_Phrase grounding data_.
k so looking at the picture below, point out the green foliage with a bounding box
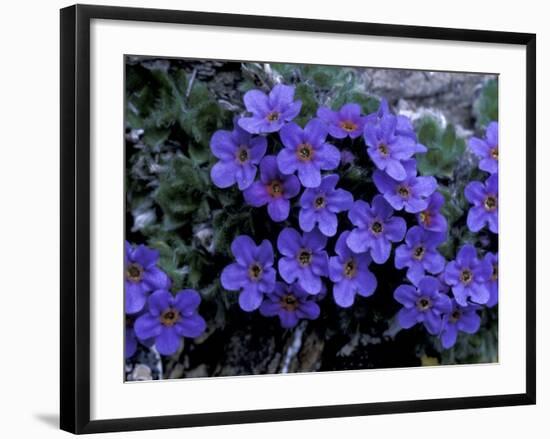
[416,117,466,179]
[154,154,211,230]
[473,79,498,127]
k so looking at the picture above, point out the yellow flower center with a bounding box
[484,195,497,211]
[371,221,383,234]
[416,297,431,311]
[236,146,249,163]
[344,259,357,278]
[268,180,283,198]
[298,249,312,266]
[281,294,299,311]
[340,120,357,132]
[297,143,314,162]
[266,111,280,122]
[160,308,180,327]
[126,263,143,282]
[248,263,263,280]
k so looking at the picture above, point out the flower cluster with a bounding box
[209,84,498,349]
[125,241,206,357]
[393,122,499,347]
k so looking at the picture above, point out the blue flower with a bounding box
[210,123,267,190]
[221,236,276,311]
[465,173,498,234]
[394,226,446,284]
[277,119,340,188]
[243,155,301,222]
[440,300,481,349]
[373,159,437,213]
[328,231,377,307]
[394,276,452,335]
[259,282,321,328]
[238,84,302,134]
[316,103,367,139]
[469,121,498,174]
[416,192,448,233]
[299,174,353,237]
[125,241,171,314]
[347,195,407,264]
[134,289,206,356]
[277,227,329,295]
[443,244,492,306]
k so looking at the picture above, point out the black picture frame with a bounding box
[60,4,536,434]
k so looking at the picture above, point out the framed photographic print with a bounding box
[60,4,536,434]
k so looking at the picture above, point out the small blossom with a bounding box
[393,276,452,334]
[243,155,300,222]
[299,174,353,237]
[416,192,448,233]
[443,244,492,306]
[125,241,171,314]
[277,119,340,188]
[469,121,498,174]
[365,99,427,152]
[484,252,499,307]
[373,159,437,213]
[347,195,407,264]
[395,226,446,284]
[238,84,302,134]
[221,236,276,311]
[259,282,321,328]
[316,103,367,139]
[465,173,498,233]
[277,228,329,295]
[134,289,206,356]
[440,300,481,349]
[210,123,267,190]
[363,113,419,181]
[125,311,153,358]
[328,231,377,307]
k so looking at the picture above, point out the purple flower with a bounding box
[416,192,448,233]
[395,226,446,284]
[346,195,407,264]
[210,124,267,190]
[243,155,300,222]
[440,300,481,349]
[443,244,492,306]
[125,311,153,358]
[125,241,171,314]
[363,114,419,181]
[316,103,367,139]
[299,174,353,237]
[221,236,276,311]
[259,282,321,328]
[394,276,452,334]
[465,173,498,233]
[238,84,302,134]
[277,228,329,295]
[373,159,437,213]
[469,121,498,174]
[484,252,499,307]
[328,231,377,307]
[365,99,427,153]
[277,119,340,188]
[134,289,206,356]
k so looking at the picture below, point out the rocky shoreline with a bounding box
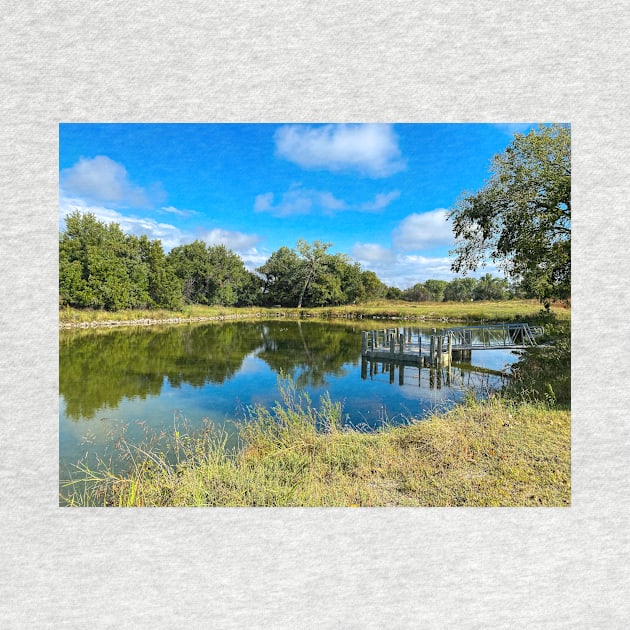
[59,310,460,330]
[59,312,271,329]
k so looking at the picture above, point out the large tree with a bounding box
[472,273,509,301]
[443,277,477,302]
[60,211,150,310]
[167,241,255,306]
[257,246,302,306]
[295,239,333,308]
[449,124,570,307]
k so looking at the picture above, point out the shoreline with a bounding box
[58,311,472,329]
[59,300,568,330]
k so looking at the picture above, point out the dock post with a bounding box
[447,333,453,364]
[429,335,435,366]
[390,333,396,359]
[361,331,368,354]
[398,332,405,358]
[436,334,443,366]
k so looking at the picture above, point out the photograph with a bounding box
[58,122,571,507]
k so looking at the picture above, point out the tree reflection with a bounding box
[60,320,363,420]
[60,322,264,420]
[255,320,360,388]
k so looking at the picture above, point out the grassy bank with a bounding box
[61,382,570,507]
[59,299,570,326]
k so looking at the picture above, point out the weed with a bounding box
[60,377,570,508]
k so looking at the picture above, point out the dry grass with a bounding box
[61,382,570,508]
[59,299,570,326]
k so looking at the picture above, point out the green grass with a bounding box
[61,380,570,508]
[59,299,570,325]
[58,304,263,324]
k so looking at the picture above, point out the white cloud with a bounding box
[351,243,394,264]
[352,243,456,287]
[200,228,268,271]
[254,186,313,216]
[254,185,399,217]
[391,209,454,251]
[274,124,406,177]
[350,208,462,286]
[159,206,199,218]
[253,192,274,212]
[60,194,265,265]
[239,250,271,270]
[200,228,263,252]
[59,195,187,249]
[60,155,166,208]
[319,192,347,211]
[359,191,400,211]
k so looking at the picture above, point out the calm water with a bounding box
[59,319,518,481]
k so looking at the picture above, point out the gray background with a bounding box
[1,1,628,627]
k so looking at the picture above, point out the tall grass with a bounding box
[61,379,570,508]
[59,299,570,326]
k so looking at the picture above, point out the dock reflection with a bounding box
[361,357,507,391]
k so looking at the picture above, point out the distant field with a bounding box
[59,299,570,325]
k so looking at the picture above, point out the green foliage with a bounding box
[166,241,258,307]
[167,240,213,304]
[423,279,448,301]
[394,275,508,303]
[443,277,477,302]
[257,246,303,306]
[60,209,536,315]
[258,241,387,308]
[472,273,508,301]
[505,320,570,408]
[361,270,387,300]
[449,124,571,306]
[60,211,152,310]
[295,239,333,308]
[386,286,403,300]
[402,283,432,302]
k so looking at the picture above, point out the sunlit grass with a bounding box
[58,304,264,324]
[61,379,570,508]
[59,299,570,325]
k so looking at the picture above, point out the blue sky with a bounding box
[59,123,538,288]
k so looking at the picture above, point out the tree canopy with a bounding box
[60,212,523,312]
[449,124,571,306]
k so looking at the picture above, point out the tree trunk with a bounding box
[297,269,312,308]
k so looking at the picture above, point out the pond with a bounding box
[59,319,519,483]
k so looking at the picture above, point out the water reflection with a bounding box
[60,320,364,420]
[60,320,519,486]
[60,322,263,419]
[60,320,515,422]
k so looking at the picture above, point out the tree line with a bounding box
[59,211,520,311]
[60,124,569,312]
[60,125,569,312]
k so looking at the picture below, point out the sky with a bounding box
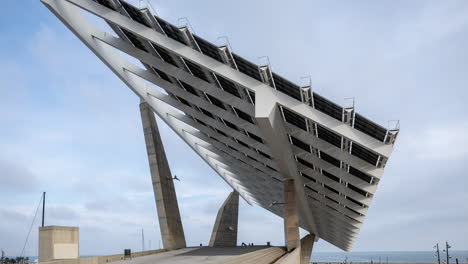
[1,0,468,257]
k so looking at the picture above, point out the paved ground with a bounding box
[112,247,269,264]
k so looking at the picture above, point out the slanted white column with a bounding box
[255,89,319,241]
[284,179,300,251]
[300,234,315,264]
[140,101,186,250]
[209,191,239,247]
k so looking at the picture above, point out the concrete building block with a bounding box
[39,226,79,262]
[209,191,239,247]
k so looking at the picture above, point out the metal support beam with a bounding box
[140,101,186,250]
[255,90,318,237]
[209,191,239,247]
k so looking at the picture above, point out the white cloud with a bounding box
[0,160,39,193]
[390,0,468,57]
[405,121,468,161]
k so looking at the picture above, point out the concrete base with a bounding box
[300,234,315,264]
[39,226,79,262]
[209,191,239,247]
[284,179,300,252]
[274,235,314,264]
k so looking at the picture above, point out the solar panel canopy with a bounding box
[41,0,400,251]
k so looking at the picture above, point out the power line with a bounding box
[20,193,44,258]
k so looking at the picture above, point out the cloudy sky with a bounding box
[1,0,468,257]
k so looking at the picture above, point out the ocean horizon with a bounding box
[311,251,468,263]
[9,250,468,263]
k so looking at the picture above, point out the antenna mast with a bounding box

_Activity_.
A faithful copy of all the lines above is needed, with the pictures omitted.

_Reply_.
k so looking at the picture below, point out the green foliage with a bounding box
[416,117,466,179]
[154,154,211,230]
[473,79,498,127]
k so looking at the picture above, point out the yellow flower center with a bounding box
[484,195,497,211]
[371,221,383,234]
[416,297,431,311]
[236,146,249,163]
[344,259,357,278]
[268,180,283,198]
[298,249,312,266]
[281,294,299,311]
[340,120,357,132]
[297,143,314,162]
[266,111,280,122]
[160,308,180,327]
[126,263,143,282]
[248,263,263,280]
k so looking at the picture above, point out the flower cluster with a bounding box
[209,84,498,349]
[125,241,206,357]
[393,122,499,347]
k so looking at the picture above, point out the blue flower with a bounding box
[210,123,267,190]
[221,236,276,311]
[465,173,498,234]
[394,226,446,284]
[277,119,340,188]
[243,155,301,222]
[440,300,481,349]
[373,159,437,213]
[328,231,377,307]
[394,276,452,335]
[259,282,321,328]
[238,84,302,134]
[316,103,367,139]
[469,121,498,174]
[416,192,448,233]
[299,174,353,237]
[125,241,171,314]
[347,195,407,264]
[134,289,206,356]
[277,227,329,295]
[443,244,492,306]
k so looking at the picture above, point out the black picture frame with a bounding box
[60,4,536,434]
k so looking at the picture above, point out the framed photographic print with a bounding box
[60,4,536,434]
k so looking at the picture above, point out the small blossom with a bounding box
[393,276,452,334]
[243,155,300,222]
[299,174,353,237]
[416,192,448,233]
[443,244,492,306]
[125,241,171,314]
[277,119,340,188]
[469,121,498,174]
[365,99,427,152]
[484,252,499,307]
[373,159,437,213]
[347,195,407,264]
[395,226,446,284]
[238,84,302,134]
[221,236,276,311]
[259,282,321,328]
[316,103,367,139]
[465,173,498,233]
[277,228,329,295]
[134,289,206,356]
[440,300,481,349]
[210,123,267,190]
[363,113,419,181]
[125,311,153,358]
[328,231,377,307]
k so looking at the picture above, point out the purple flower with a bounding box
[416,192,448,233]
[395,226,446,284]
[346,195,407,264]
[210,124,267,190]
[243,155,300,222]
[440,300,481,349]
[443,244,492,306]
[125,311,153,358]
[125,241,171,314]
[363,114,419,181]
[316,103,367,139]
[299,174,353,237]
[221,236,276,311]
[259,282,321,328]
[394,276,452,334]
[465,173,498,233]
[238,84,302,134]
[277,228,329,295]
[373,159,437,213]
[469,121,498,174]
[484,252,499,307]
[328,231,377,307]
[365,99,427,153]
[277,119,340,188]
[134,289,206,356]
k so looking at the picture below, point out the rocky shoreline with a bounding box
[59,310,460,330]
[59,312,271,329]
k so looking at the picture above, point out the large tree with a bounding box
[472,273,509,301]
[443,277,477,302]
[60,211,150,310]
[167,241,255,306]
[257,246,302,306]
[295,239,333,308]
[449,124,570,307]
k so looking at the picture above, point out the shoreline with a bounding box
[58,311,472,329]
[59,300,568,330]
k so looking at the picture above, point out the dock post with a bounding box
[447,333,453,364]
[429,335,435,366]
[390,333,396,359]
[361,331,368,354]
[398,332,405,358]
[436,334,443,366]
k so looking at the picture above, point out the photograph with a bounding box
[58,122,571,507]
k so looking at the picture above, point out the tree reflection with a bounding box
[60,320,363,420]
[60,322,264,420]
[255,320,360,388]
k so looking at the picture above, point out the grassy bank with a bounding box
[61,382,570,507]
[59,299,570,326]
k so looking at the picture above, point out the weed with a bounding box
[60,377,570,508]
k so looking at the picture above, point out the dry grass with a bounding box
[61,382,570,508]
[59,299,570,326]
k so looking at the picture above, point out the green grass with a bounding box
[61,380,570,508]
[59,299,570,325]
[58,304,263,324]
k so looking at the picture above, point out the white cloud with a bounding box
[351,243,394,264]
[352,243,456,287]
[200,228,268,271]
[254,186,313,216]
[254,185,399,217]
[391,209,454,251]
[274,124,406,177]
[350,208,462,286]
[159,206,199,218]
[253,192,274,212]
[60,194,265,265]
[239,250,271,270]
[200,228,263,252]
[59,195,187,249]
[60,155,166,208]
[319,192,347,211]
[359,191,400,211]
k so looking at the picture above, point out the calm water with a bounding box
[59,319,518,481]
k so looking at the picture above, point out the gray background with a bounding box
[1,1,628,627]
k so looking at the picture above, point out the tall grass with a bounding box
[61,379,570,508]
[59,299,570,326]
k so looking at the picture above, point out the dock reflection with a bounding box
[361,357,507,391]
k so looking at the picture above, point out the distant field with a bounding box
[59,299,570,325]
k so looking at the picture above, point out the green foliage with a bounding box
[166,241,258,307]
[167,240,213,304]
[423,279,448,301]
[394,275,508,303]
[443,277,477,302]
[257,246,303,306]
[60,209,536,315]
[258,241,387,308]
[472,273,508,301]
[505,320,570,408]
[361,270,387,300]
[449,124,571,306]
[60,211,152,310]
[295,239,333,308]
[386,286,403,300]
[402,283,432,302]
k so looking at the picture above, point out the sunlit grass with a bounding box
[58,304,264,324]
[61,379,570,508]
[59,299,570,325]
k so looking at the picture above, point out the blue sky with a bounding box
[59,123,538,288]
k so looking at the picture above, point out the tree canopy with a bounding box
[60,212,523,312]
[449,124,571,306]
k so looking at the picture above, point out the tree trunk with a bounding box
[297,269,312,308]
k so looking at the picture above, point out the pond with a bounding box
[59,319,519,483]
k so looking at the picture above, point out the water reflection with a bounding box
[60,320,364,420]
[60,320,519,486]
[60,322,263,419]
[60,320,515,422]
k so looking at the picture above, point out the tree line with a bounding box
[59,211,520,311]
[60,124,569,312]
[60,125,569,312]
k so looking at the picture below, point out the sky with a bounding box
[1,0,468,257]
k so looking at the picture above, point out the paved ground with a bounding box
[112,247,269,264]
k so looking at the picture above, point out the slanted white column with a bounding box
[255,89,319,241]
[284,179,300,251]
[300,234,315,264]
[140,101,186,250]
[209,191,239,247]
k so looking at the picture above, point out the concrete building block with a bounding box
[39,226,79,262]
[209,191,239,247]
k so looking at the picture above, point out the metal support beam with a bounding box
[140,101,186,250]
[255,90,318,237]
[209,191,239,247]
k so looking at the picture above, point out the white cloud with a bounding box
[0,160,39,193]
[390,0,468,57]
[405,121,468,161]
k so looking at the picture above, point out the concrete base with a bounding box
[300,234,315,264]
[39,226,79,262]
[209,191,239,247]
[284,179,300,252]
[274,235,314,264]
k so looking at the picture above, point out the solar panel canopy with a bounding box
[41,0,400,251]
k so looking at the picture above, point out the power line with a bounding box
[20,193,44,258]
k so looking at the picture above, point out the cloudy sky with a bounding box
[1,0,468,257]
k so looking at the picture above, point out the ocean horizon with a bounding box
[311,251,468,263]
[9,250,468,263]
k so looking at the picture above, point out the antenna mast with a bounding box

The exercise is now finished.